● **TEXT SHOWN**:
· · ·

What is EPI Disease?
The pancreas is not typically what comes to mind when we think of the digestive system, but it plays a significant part in how the body breaks down food and processes nutrients. Exocrine pancreatic insufficiency, otherwise known as EPI disease, occurs when the pancreas does not produce or deliver the enzymes the body needs.
Because the body depends on the pancreas and its enzymes to digest food and use nutrients, the disease can severely affect a person’s overall health. Fatty and oily stools, malnutrition, weight loss and diarrhea are a few side effects of EPI disease.
What Causes EPI Disease?
There is a variety of disorders and conditions that can injure the pancreas and lead to this disease:
- Acute and chronic pancreatitis
- Autoimmune pancreatitis
- Celiac disease
- Crohn’s disease
- Cystic fibrosis
- Genetic conditions
- Inflammatory bowel diseases
- Surgical procedures in the digestive tract
- Shwachman-Diamond syndrome
- Pancreatic cancer
- Zollinger-Ellison syndrome
The symptoms can be easy to write off when they are mild, and they can be very similar to the symptoms of other diseases. There are certain symptoms to look out for:
- Bloating and a feeling of fullness in the abdomen, due to gas from undigested food.
- Diarrhea caused by excess water retained by food that is not broken down.
- Abdominal pain from gas or undigested food.
- Weight loss due to the body’s inability to fully digest food. Weight loss may also occur because people with EPI disease tend to avoid food to avoid pain.
- Signs of vitamin deficiency, like brittle hair and nails and skin issues.
- Muscle loss due to the lack of calories, protein and nutrients.

· · ·

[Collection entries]

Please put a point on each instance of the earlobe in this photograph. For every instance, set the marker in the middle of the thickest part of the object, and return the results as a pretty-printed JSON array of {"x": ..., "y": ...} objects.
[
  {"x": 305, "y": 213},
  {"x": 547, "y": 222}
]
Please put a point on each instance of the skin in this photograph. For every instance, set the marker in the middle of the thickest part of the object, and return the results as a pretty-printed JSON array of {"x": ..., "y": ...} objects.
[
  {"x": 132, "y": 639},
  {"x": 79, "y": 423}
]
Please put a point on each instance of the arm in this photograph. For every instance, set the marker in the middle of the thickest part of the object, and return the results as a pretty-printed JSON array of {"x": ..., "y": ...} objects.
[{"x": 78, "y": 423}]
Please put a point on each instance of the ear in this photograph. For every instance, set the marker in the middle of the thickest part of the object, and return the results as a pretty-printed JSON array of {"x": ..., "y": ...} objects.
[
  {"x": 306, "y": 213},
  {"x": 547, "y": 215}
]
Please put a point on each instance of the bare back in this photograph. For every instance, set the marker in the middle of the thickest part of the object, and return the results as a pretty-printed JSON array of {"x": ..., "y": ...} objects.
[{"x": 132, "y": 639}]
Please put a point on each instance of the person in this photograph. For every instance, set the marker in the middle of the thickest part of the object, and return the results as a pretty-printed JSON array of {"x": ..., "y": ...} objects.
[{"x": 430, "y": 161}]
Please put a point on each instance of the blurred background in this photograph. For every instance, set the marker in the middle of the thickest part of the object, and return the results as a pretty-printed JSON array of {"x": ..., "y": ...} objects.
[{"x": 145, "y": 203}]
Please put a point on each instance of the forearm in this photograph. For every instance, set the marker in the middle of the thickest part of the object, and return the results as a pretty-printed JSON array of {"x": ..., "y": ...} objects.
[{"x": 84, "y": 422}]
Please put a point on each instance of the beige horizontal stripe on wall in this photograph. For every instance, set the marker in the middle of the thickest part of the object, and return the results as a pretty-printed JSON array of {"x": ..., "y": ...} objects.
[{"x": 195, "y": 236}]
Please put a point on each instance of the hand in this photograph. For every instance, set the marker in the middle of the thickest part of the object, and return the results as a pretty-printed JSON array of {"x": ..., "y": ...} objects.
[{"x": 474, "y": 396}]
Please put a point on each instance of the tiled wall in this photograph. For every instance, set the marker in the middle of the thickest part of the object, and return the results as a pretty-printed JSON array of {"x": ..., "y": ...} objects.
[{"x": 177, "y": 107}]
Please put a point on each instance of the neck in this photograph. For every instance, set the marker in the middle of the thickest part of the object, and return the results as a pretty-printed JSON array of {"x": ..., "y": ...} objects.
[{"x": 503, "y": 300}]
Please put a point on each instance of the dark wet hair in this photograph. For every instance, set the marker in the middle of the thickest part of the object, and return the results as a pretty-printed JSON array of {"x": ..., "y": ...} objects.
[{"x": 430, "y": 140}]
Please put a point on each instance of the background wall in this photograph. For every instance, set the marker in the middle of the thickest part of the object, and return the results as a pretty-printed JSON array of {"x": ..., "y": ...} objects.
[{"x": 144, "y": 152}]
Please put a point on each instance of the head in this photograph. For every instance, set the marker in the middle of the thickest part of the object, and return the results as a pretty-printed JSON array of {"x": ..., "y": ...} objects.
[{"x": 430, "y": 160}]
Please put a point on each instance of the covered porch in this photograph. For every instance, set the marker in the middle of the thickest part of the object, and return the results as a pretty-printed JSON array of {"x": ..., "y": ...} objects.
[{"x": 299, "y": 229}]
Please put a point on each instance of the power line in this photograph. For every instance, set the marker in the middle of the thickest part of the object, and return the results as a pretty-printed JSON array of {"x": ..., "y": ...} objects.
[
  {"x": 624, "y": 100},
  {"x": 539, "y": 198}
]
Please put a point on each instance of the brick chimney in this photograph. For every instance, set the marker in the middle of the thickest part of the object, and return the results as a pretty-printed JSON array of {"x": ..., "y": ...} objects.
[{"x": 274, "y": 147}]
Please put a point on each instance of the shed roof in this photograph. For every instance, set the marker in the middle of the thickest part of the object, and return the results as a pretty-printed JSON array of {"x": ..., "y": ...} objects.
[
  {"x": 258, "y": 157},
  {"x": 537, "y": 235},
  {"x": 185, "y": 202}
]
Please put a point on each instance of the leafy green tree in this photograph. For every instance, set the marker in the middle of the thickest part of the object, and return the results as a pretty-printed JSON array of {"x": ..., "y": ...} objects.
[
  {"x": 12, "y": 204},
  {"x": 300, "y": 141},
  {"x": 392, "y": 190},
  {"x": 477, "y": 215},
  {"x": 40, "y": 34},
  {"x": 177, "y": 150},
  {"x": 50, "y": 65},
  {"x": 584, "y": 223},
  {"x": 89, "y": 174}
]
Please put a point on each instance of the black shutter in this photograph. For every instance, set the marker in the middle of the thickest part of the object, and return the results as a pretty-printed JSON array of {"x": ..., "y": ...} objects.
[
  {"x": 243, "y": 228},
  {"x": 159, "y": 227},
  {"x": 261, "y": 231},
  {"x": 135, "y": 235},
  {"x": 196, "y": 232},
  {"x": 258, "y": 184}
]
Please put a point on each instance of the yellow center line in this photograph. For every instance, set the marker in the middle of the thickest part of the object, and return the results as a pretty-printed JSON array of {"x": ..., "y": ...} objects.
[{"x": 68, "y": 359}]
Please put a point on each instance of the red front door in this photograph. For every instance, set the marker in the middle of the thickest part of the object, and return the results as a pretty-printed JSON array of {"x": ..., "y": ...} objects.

· · ·

● **WORK REQUEST 1**:
Answer these questions from the text on EPI disease:
(a) What is the full name of EPI disease?
(b) What causes the diarrhea listed among the symptoms?
(c) What signs of vitamin deficiency does it mention?
● **WORK REQUEST 2**:
List every symptom the text on EPI disease names as one to look out for.
● **WORK REQUEST 3**:
Shorten the paragraph of the text on EPI disease that begins "The pancreas is not typically", keeping its main facts.
The records aren't needed for any of this work.

● **RESPONSE BOX 1**:
(a) Exocrine pancreatic insufficiency.
(b) Excess water retained by food that is not broken down.
(c) Brittle hair and nails and skin issues.

● **RESPONSE BOX 2**:
- Bloating and a feeling of fullness in the abdomen
- Diarrhea
- Abdominal pain
- Weight loss
- Signs of vitamin deficiency
- Muscle loss

● **RESPONSE BOX 3**:
Though often overlooked as part of the digestive system, the pancreas helps the body break down food and process nutrients. Exocrine pancreatic insufficiency (EPI disease) occurs when the pancreas does not produce or deliver the enzymes the body needs.